» **GOAL**:
Edit these lines by replacing "takes one pin" with "receives one pin" wherever it appears, and leave everything else unchanged.

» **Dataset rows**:
· · ·

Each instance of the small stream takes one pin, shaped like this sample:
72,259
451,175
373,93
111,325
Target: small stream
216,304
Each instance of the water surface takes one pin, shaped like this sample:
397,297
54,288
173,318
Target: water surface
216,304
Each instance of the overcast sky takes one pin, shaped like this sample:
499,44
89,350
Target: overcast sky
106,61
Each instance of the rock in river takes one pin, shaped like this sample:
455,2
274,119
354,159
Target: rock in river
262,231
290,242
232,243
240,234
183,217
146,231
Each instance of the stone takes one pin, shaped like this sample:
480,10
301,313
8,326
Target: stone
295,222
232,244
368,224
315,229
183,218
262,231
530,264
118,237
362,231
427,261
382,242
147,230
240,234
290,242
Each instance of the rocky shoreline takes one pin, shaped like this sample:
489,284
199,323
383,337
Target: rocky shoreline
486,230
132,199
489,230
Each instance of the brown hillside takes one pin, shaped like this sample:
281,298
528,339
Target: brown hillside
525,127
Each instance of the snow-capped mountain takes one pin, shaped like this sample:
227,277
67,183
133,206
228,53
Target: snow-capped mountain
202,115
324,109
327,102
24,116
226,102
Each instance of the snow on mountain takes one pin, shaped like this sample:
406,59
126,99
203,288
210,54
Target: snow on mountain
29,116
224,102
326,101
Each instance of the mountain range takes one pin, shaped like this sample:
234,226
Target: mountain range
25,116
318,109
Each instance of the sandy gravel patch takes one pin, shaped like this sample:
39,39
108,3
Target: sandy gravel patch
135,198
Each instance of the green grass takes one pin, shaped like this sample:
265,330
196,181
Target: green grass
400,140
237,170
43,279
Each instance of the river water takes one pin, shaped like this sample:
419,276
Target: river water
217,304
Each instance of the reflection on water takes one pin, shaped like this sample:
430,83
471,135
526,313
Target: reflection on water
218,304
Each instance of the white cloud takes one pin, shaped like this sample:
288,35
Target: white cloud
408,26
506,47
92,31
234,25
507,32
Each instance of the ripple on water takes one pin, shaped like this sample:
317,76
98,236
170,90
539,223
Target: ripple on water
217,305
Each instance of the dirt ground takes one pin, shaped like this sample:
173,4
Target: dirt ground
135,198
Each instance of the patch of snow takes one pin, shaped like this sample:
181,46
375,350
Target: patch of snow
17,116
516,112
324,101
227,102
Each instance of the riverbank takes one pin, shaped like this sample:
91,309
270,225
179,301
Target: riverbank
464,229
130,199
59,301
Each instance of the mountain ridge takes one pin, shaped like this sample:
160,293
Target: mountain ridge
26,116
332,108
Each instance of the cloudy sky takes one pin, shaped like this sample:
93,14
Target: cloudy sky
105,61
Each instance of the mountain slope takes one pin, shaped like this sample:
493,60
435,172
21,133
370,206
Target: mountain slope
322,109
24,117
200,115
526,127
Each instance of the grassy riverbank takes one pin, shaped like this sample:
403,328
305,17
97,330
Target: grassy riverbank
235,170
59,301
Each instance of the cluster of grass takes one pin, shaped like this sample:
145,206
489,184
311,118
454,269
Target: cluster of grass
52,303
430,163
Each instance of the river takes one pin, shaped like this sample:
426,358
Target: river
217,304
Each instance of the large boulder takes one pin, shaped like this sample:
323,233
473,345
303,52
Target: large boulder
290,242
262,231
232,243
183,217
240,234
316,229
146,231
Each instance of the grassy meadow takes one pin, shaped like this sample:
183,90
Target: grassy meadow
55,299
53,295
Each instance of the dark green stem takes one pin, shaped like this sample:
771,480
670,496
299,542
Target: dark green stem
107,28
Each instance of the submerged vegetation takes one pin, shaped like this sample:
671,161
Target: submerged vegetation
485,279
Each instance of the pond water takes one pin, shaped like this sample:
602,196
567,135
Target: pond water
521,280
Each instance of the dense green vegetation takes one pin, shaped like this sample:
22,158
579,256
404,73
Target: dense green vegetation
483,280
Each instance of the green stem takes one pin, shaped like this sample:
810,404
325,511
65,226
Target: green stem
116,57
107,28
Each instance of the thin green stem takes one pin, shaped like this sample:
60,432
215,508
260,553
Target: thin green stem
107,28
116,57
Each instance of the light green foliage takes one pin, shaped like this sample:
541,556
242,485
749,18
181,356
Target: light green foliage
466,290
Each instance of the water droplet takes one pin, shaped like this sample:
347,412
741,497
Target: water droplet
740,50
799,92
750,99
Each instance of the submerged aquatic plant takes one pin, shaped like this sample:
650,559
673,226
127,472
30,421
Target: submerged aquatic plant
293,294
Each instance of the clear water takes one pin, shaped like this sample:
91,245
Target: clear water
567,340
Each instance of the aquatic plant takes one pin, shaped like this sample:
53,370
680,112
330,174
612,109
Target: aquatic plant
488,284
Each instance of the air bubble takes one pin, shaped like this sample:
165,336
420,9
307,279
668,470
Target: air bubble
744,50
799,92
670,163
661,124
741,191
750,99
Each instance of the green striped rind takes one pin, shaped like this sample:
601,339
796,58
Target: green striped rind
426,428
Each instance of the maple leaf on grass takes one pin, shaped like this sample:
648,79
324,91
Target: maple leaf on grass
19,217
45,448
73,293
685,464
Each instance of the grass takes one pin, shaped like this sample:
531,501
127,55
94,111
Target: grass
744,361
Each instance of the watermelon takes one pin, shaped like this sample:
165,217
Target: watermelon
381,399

· · ·

» **COMPLETED TASK**:
Each instance of the small stream receives one pin, shaped like this sample:
72,259
451,175
373,93
111,325
Target: small stream
216,304
Each instance of the water surface receives one pin, shaped like this sample:
397,297
54,288
173,318
Target: water surface
216,304
Each instance of the overcast sky receives one pin, shaped like this sample:
499,44
89,350
Target: overcast sky
106,61
Each instance of the rock in river receives one pin, shaped like this sample:
455,2
274,119
354,159
Target: rock in river
262,231
290,242
232,243
240,234
183,217
146,231
Each instance of the stone receives one pin, shaped like this sample:
480,10
301,313
8,326
Target: stone
295,222
232,244
368,224
315,229
183,218
262,231
530,264
118,237
362,231
427,261
382,242
147,230
240,234
290,242
Each instance of the rocky shoreline receives one pin, shaped like this sample:
489,284
199,323
383,337
Target: rocky shoreline
486,230
132,199
489,230
Each instance of the brown hillside receives one pin, shaped like this sample:
281,298
528,339
Target: brown hillside
525,127
Each instance of the snow-capped mountain receives one pin, shaped like this sample:
227,277
67,183
133,206
228,53
Target: snow-capped mountain
202,115
324,109
327,102
24,116
226,102
Each instance of the snow on mountain receives one pin, shaped like this sample:
406,59
126,99
203,288
210,54
Target: snow on mountain
29,116
224,102
326,101
Each instance of the mountain range receives one pin, shaped like this sample:
234,226
Target: mountain range
25,116
318,109
Each instance of the sandy gravel patch receives one pin, shaped like this sample:
39,39
108,3
Target: sandy gravel patch
135,198
Each instance of the green grass receives one pin, shaped like this sample:
265,330
196,181
Target: green grass
400,140
237,170
43,279
Each instance of the river water receives one pin, shaped like this sample:
419,276
Target: river water
217,304
Each instance of the reflection on water receives one pin, shaped like this sample:
430,83
471,135
526,313
Target: reflection on water
218,304
Each instance of the white cloud receives one pin, shaped like this sample:
288,35
Target: white cloud
408,26
506,47
92,31
234,25
507,32
Each instance of the ripple on water receives one pin, shaped like this sample:
317,76
98,236
170,90
539,223
Target: ripple on water
217,305
Each instance of the dirt ground receives one pin, shaped like this sample:
173,4
Target: dirt ground
135,198
Each instance of the patch of snow receives one pin, shaped like this sample:
181,46
375,350
Target: patch of snow
17,116
516,112
324,101
227,102
Each instance of the riverbank receives one pin, shaped like this sample:
91,309
270,225
179,301
Target: riverbank
464,229
130,199
59,301
Each instance of the mountain ridge receives one pin, shaped like this sample:
160,293
Target: mountain ridge
26,116
332,108
Each instance of the cloudy sky receives one pin, shaped like this sample:
93,14
Target: cloudy sky
105,61
Each instance of the mountain slope receives one pin, shaped like this sample:
493,60
435,172
21,133
370,206
Target: mountain slope
322,109
24,117
200,115
526,127
Each instance of the grassy riverbank receives one pin, shaped like this sample:
403,328
305,17
97,330
Target: grassy riverbank
235,170
59,301
Each instance of the cluster of grass receives one pin, shaped like this sample:
145,206
489,184
311,118
454,269
Target: cluster of grass
52,303
430,163
Each instance of the river receives one pin, shaped like this sample:
426,358
Target: river
217,304
Each instance of the large boulder receives one pin, shaped like this sample:
323,233
473,345
303,52
Target: large boulder
290,242
262,231
232,243
183,217
240,234
316,229
146,231
Each instance of the grassy meadow receives one pin, shaped like this sample:
183,90
Target: grassy meadow
55,299
53,295
Each instance of the dark green stem receives one pin, shaped like this sample:
771,480
670,496
299,542
Target: dark green stem
107,28
Each instance of the submerged vegetation receives one pin, shaped like this sample:
671,161
Target: submerged vegetation
485,279
Each instance of the pond water receives one pin, shaped like this sample:
602,196
567,135
Target: pond water
521,280
Each instance of the dense green vegetation receives one pin, shaped like this sample:
22,158
579,256
404,73
Target: dense green vegetation
483,280
Each instance of the green stem receives one pin, shaped like this sample:
810,404
325,511
65,226
Target: green stem
116,57
107,28
Each instance of the thin green stem receives one pin, shaped like this sample:
60,432
215,508
260,553
Target: thin green stem
107,28
116,57
Each instance of the light green foliage receives one pin, shaped like this sample:
541,556
242,485
749,18
181,356
Target: light green foliage
466,290
Each instance of the water droplet receives one pin, shaped like this sample:
347,412
741,497
Target: water droplet
740,50
799,92
750,99
Each instance of the submerged aquatic plant receives one pin, shaped like this sample:
650,559
673,226
127,472
30,421
Target: submerged aquatic plant
293,294
Each instance of the clear water receives one pin, shaped like this sample:
91,245
Target: clear water
567,340
Each instance of the aquatic plant receives one pin, shaped like this sample:
53,370
680,112
330,174
612,109
Target: aquatic plant
488,284
Each instance of the air bubble receives one pin, shaped like this sample:
165,336
420,9
307,279
668,470
Target: air bubble
744,50
799,92
670,163
661,124
741,191
750,99
Each instance of the green striped rind receives one pin, shaped like this sample:
601,339
796,58
Target: green striped rind
426,428
Each instance of the maple leaf on grass receives one pin, shaped like this sample:
648,79
324,91
Target: maple leaf on grass
19,217
45,448
73,293
685,464
Each instance of the grass receives one pin, shaped like this sample:
531,501
127,55
94,111
Target: grass
744,361
Each instance of the watermelon receives one pin, shaped like this sample:
165,217
Target: watermelon
381,399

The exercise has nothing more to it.